### Records for this exercise
════════
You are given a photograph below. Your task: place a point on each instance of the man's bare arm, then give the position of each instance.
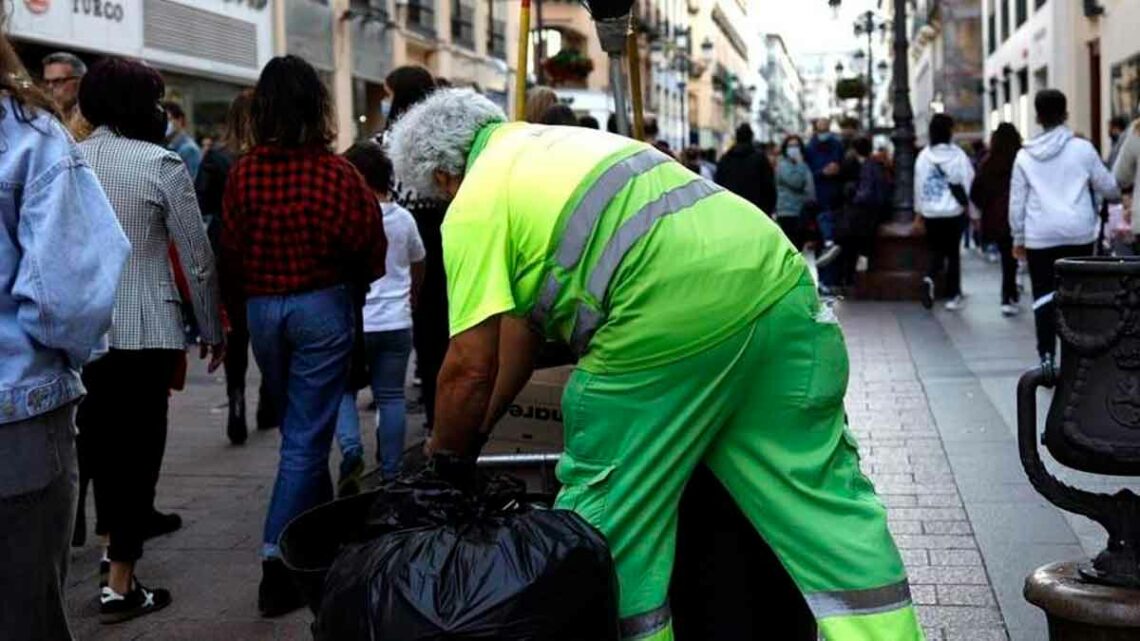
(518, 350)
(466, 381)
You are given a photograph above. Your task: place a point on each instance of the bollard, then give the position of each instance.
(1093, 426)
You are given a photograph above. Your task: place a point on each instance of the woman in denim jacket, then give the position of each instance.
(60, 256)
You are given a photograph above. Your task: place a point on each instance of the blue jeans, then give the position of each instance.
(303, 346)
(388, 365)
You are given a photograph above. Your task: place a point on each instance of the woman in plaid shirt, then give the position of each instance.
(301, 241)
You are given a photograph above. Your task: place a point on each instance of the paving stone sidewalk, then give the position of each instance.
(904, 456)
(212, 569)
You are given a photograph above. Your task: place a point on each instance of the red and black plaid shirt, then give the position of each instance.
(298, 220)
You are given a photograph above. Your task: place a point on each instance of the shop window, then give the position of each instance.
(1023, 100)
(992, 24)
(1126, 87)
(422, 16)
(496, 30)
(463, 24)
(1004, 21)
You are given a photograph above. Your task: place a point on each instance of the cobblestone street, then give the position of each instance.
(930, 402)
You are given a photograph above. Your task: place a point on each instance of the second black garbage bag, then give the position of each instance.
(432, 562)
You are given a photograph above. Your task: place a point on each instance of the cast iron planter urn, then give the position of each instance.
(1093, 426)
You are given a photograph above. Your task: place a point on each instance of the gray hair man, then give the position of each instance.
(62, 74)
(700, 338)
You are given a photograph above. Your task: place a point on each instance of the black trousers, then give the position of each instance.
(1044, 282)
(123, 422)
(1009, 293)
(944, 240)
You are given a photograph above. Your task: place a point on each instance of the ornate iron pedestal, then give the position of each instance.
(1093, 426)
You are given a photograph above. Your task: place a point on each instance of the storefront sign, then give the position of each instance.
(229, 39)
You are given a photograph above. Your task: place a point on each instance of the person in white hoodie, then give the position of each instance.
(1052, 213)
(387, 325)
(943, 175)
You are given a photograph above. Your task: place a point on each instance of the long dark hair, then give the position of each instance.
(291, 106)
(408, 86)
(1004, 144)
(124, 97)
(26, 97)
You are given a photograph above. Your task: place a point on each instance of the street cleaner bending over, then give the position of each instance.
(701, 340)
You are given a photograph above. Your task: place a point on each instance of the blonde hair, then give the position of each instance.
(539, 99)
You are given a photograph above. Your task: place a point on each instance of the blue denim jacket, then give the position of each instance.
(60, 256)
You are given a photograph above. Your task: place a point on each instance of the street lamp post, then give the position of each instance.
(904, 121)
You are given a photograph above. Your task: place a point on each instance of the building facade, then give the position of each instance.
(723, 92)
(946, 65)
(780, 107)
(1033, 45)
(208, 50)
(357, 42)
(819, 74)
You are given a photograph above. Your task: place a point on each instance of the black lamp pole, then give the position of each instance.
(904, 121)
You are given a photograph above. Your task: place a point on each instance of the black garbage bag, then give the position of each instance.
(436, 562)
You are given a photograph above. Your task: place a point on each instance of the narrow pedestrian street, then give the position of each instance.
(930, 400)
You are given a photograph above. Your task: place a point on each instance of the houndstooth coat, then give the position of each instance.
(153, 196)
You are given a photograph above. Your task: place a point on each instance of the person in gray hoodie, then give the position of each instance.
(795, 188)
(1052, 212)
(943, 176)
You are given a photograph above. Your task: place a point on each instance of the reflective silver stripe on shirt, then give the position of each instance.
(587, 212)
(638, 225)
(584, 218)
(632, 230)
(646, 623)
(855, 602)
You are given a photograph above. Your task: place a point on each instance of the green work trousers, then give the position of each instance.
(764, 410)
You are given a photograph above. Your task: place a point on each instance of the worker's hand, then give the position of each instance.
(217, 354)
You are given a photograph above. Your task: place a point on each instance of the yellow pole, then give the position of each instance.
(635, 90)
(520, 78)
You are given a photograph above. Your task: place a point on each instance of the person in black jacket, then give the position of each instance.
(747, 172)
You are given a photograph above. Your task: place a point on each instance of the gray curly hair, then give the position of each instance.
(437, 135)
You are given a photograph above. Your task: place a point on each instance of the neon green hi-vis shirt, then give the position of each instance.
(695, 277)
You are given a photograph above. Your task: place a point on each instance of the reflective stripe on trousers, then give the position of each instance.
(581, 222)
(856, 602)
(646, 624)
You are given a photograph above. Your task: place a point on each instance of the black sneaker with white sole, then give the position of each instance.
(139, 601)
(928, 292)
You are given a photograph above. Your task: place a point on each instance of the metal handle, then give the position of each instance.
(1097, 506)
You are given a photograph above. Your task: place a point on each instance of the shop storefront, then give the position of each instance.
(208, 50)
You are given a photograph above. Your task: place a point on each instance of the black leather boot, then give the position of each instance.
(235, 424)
════════
### Problem
Reproduce every entry above word for word, and leave the pictures out of your copy.

### Problem solution
You are given a photograph below. Your task: place a point on each instance of the man's bare arm, then give the position of each instance.
(518, 350)
(466, 381)
You are given a photograph above. Your task: place a point on each instance of the bollard, then give the position of each instance.
(1093, 426)
You are given a photograph above. Your task: place a point on each instance of the woman in denim jacket, then give the position of each instance.
(60, 256)
You are given a photograph above. Your task: place a point on each instance of the blue jeans, then give the position of each instance.
(303, 346)
(388, 365)
You are given a photograph above. Your task: place a point on each instance of the woman in plaid shirt, then give the position of each instance.
(301, 241)
You are given a photograph above. Your task: place a point on each instance of the paving stone sidewalk, then give the position of each instance.
(904, 456)
(212, 569)
You are given a photograph above. Your task: place a point on each instance of the red and black plaid shirt, then give the position of each instance.
(298, 220)
You are given a photograph above. Your task: place a point on each instance of the shop window, then give the position of each instance.
(1023, 100)
(992, 24)
(1126, 87)
(422, 16)
(496, 30)
(463, 24)
(1004, 21)
You are given a photograph above. Your task: place a point on each instance of the cobblestone street, then give the position of each instance.
(930, 402)
You are given a photograph above. Your task: place a point on each instance of the second black garbage bag, then give the position of each instance.
(432, 562)
You are given a photograph above. Your task: place a point on each instance of the cast iron planter urn, then give the position of each instance.
(1093, 426)
You are given a photograph above. Your task: place a point on each instance of the gray hair man, then give the position of each instance.
(62, 74)
(700, 338)
You are given a photograph above. Your task: place a point on each instance of the black trousers, then give the position of each instance.
(1044, 282)
(123, 422)
(1009, 293)
(944, 240)
You are given a photograph above. Your task: place a point on each instance of the ornate iron pedestal, then give the position of each instance.
(1093, 426)
You are given a photograph above. Your task: place a point on each instance of the storefront sign, then give the position of each instance.
(229, 39)
You are given a photograph above. Your task: place a point on each instance of the person in white hoodie, then give the position of each instance.
(1052, 213)
(387, 325)
(943, 175)
You are given a photograph above. Your task: place a point on each instance of the long dark hair, then give the position of each instance.
(291, 106)
(408, 86)
(1004, 144)
(124, 97)
(26, 97)
You are given a photograph above. Your task: place a point on each instance of the street cleaner bending over, then give the position of each instance.
(701, 340)
You are given a photograph above. Your task: place a point on each instance of the blonde hair, then give the position of each instance.
(539, 99)
You are given a photograph above. Your task: place a point on each instance of the blue denim jacket, then give the position of each instance.
(60, 256)
You are given a photograph above. Your task: place a point on each instance of the street lamp post, then give the position of each instance.
(904, 121)
You are given a photograph above. Your task: place a point on each instance of the building facade, then give the position of each instance.
(723, 92)
(946, 65)
(780, 107)
(1033, 45)
(208, 50)
(357, 42)
(819, 74)
You are given a photograph above. Your task: place a point on each instance of the black lamp pole, then give the position of each instance.
(904, 121)
You are given a photograph above. Your task: place a point on each instance of the black garbage bag, then give the position of each instance.
(436, 562)
You are given a photograph above. Your task: place a point on each instance of the narrow pedestrian street, then give the position of each instance.
(930, 400)
You are given a photograph above. Your task: place a point on each instance of the houndstooth coat, then give the position of each instance.
(153, 196)
You are given a photograph above. Your task: place a point on each instance of the person in gray hoodie, then give the position of each instance.
(795, 188)
(1052, 212)
(943, 176)
You are given a photograph above. Your task: place a point on each instance of the reflective silver stripe on shirt, then give the position of each instance.
(587, 212)
(638, 225)
(584, 218)
(632, 230)
(646, 623)
(855, 602)
You are given a photograph above. Your task: place a point on each instance of the green work trousers, then give the position of each instance.
(764, 410)
You are given a photograph above. Your task: place a point on each instance of the worker's hand, then give the position of each instance.
(217, 354)
You are given a photograph above. Your task: place a point on each instance of the yellow pole, then give the position of each instance.
(635, 90)
(520, 78)
You are given a photograph above. Your task: place a point on each instance of the person in black jacket, then give the position of each instance.
(747, 172)
You are given a photograph above. Your task: place a point on each instance of the gray curly hair, then give the position of each instance.
(437, 135)
You are given a photograph above. Your task: place a point on each instance of the neon green hi-vis shirt, then give the position of each instance.
(695, 277)
You are given a photograph above. Your task: place a point on each instance of the reflective stripe on trousers, then give the position of each instance.
(581, 222)
(856, 602)
(646, 624)
You are given a photograph above. Your task: place a point on each instance of the black sneaker with white sole, then give the position of each instance.
(139, 601)
(928, 292)
You are given a photograph above. Your task: place a point on each instance of the metal handle, then give the position of each instance.
(1097, 506)
You are given a photograph above. Your task: place a point on each instance of the shop storefront, then give the position of each instance.
(208, 50)
You are given a photograph above. Your task: place a point on each instance of the black leather boot, then give the position of each instance.
(235, 424)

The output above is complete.